Requirement 1: Condense the paragraph of the blog post that opens with "Mother's Day is this Sunday" into a bulleted list that keeps its main facts.

Document section:
---------------

Thursday, May 10, 2007

the happiest of mother's days






Mother's Day is this Sunday and if you haven't either gotten your Mom something or are planning on doing something, you still have a few days left! Now get off your butt and do it! In honor of Mother's Day, I am posting a mother's post. Confession: my son has a mouthful of cavities! Sounds like a silly confession, but boy did it make me feel like a horrible mother! To add insult to injury, the way the dentist told me made me feel worse- totally judged and basically like I am not taking my son's dental health seriously at all. In light of this I should have run for the hills, but I didn't. I stayed. Two hellish dental visits later, I called up and said I was changing dentists, that she and Jack were just not a fit. He was so terrified of going to the dentist- and why wouldn't he be? The last time he went he was restrained (sometimes a necessity, I realize) but drenched in sweat and screaming about how much it hurt him. She only used the topical jelly that is supposed to numb your mouth, tried some gas b/c the last visit was so bad and he still was in pain. You know what she said? That he was 'the boy who cried wolf' and that she KNOWS it isn't hurting him! I can't believe I didn't physically assault her- my gut reaction was to stop everything and leave. But I totally didn't! I felt like she was the professional and that I should trust her. This feeling has been shared by other client's of hers who agree that her bedside manner sucks and that she comes across as super judgmental. We have all left there with our parenting tails between our legs, feeling like losers! And then along comes Teresa Wagner, a wonderful friend and dental assistant who works with my new favorite person in the world, Dr. Neil!

---------------

Requirement 2: Count the lines of the listing that contain the string "hand" and give only that number.

Records

---------------

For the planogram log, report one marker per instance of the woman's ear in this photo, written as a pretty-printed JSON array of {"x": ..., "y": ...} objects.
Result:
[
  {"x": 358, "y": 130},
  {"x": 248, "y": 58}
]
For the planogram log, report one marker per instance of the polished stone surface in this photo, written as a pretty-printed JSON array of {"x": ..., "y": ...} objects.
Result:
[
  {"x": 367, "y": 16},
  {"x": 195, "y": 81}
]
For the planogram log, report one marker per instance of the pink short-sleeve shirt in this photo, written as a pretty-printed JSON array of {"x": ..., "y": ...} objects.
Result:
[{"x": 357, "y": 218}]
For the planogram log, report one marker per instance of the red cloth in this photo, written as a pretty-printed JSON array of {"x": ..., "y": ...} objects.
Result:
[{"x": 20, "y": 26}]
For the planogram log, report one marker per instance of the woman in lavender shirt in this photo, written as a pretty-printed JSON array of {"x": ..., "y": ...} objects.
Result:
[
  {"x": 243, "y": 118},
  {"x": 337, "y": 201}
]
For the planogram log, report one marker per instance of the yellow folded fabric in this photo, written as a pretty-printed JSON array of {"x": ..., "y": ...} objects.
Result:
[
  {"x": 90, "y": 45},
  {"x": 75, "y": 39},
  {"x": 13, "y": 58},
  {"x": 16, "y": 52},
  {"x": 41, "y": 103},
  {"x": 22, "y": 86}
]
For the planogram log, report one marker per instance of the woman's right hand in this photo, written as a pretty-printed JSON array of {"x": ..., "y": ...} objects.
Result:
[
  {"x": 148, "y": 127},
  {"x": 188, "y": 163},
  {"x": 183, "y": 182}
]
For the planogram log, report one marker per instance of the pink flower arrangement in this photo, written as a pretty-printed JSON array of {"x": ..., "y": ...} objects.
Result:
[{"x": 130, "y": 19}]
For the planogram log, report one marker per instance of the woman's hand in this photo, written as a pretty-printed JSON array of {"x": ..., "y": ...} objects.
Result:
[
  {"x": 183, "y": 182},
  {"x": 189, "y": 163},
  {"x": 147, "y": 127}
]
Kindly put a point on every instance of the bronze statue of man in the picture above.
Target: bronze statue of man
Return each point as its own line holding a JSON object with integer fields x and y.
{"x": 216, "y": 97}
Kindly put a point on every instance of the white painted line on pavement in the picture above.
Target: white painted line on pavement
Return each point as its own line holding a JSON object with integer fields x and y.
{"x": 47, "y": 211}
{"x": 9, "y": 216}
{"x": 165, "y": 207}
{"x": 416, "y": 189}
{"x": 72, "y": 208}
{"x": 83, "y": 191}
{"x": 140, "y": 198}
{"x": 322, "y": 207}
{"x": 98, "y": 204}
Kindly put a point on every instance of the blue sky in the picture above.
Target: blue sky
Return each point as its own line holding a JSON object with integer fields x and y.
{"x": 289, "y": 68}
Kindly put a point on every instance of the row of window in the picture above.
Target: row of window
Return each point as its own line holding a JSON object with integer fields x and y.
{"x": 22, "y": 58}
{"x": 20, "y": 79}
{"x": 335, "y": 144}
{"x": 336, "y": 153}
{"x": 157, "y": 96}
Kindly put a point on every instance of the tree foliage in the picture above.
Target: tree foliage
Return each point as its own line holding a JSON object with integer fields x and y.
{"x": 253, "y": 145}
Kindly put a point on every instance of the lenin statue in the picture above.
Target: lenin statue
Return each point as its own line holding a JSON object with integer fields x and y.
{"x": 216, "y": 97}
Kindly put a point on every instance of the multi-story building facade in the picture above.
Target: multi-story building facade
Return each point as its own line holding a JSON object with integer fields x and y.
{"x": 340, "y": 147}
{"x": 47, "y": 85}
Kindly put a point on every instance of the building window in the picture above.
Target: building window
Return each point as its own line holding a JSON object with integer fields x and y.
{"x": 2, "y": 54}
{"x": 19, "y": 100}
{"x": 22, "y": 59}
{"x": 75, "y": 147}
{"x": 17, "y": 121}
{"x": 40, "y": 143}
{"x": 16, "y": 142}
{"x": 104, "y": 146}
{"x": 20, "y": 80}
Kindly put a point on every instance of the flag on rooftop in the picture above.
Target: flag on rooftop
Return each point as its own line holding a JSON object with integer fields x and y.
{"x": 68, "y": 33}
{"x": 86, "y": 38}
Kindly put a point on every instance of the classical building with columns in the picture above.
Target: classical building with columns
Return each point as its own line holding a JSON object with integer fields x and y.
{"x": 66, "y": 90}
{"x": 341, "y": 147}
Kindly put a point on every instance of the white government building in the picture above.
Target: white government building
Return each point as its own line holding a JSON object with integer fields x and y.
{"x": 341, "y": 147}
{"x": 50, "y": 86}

---------------

Full response 1:
- Mother's Day is this Sunday, and there are still a few days left to get Mom something or plan something.
- In honor of the day, the writer posts a mother's confession: her son, Jack, has a mouthful of cavities.
- The dentist's way of delivering the news left her feeling judged, as if she weren't taking her son's dental health seriously.
- She stayed anyway, and after two hellish visits she called and switched dentists, saying the dentist and Jack were not a fit.
- Jack became terrified of the dentist. On the last visit he was restrained, drenched in sweat and screaming that it hurt.
- Only topical numbing jelly and some gas were used, and he was still in pain.
- The dentist called him "the boy who cried wolf" and insisted she knew it wasn't hurting him.
- The writer's instinct was to stop everything and leave, but she stayed, trusting the professional.
- Other clients agree that this dentist has a poor bedside manner and seems very judgmental. They also left feeling like failures as parents.
- Then came Teresa Wagner, a friend and dental assistant who works with Dr. Neil, now the writer's favorite person in the world.

Full response 2: 2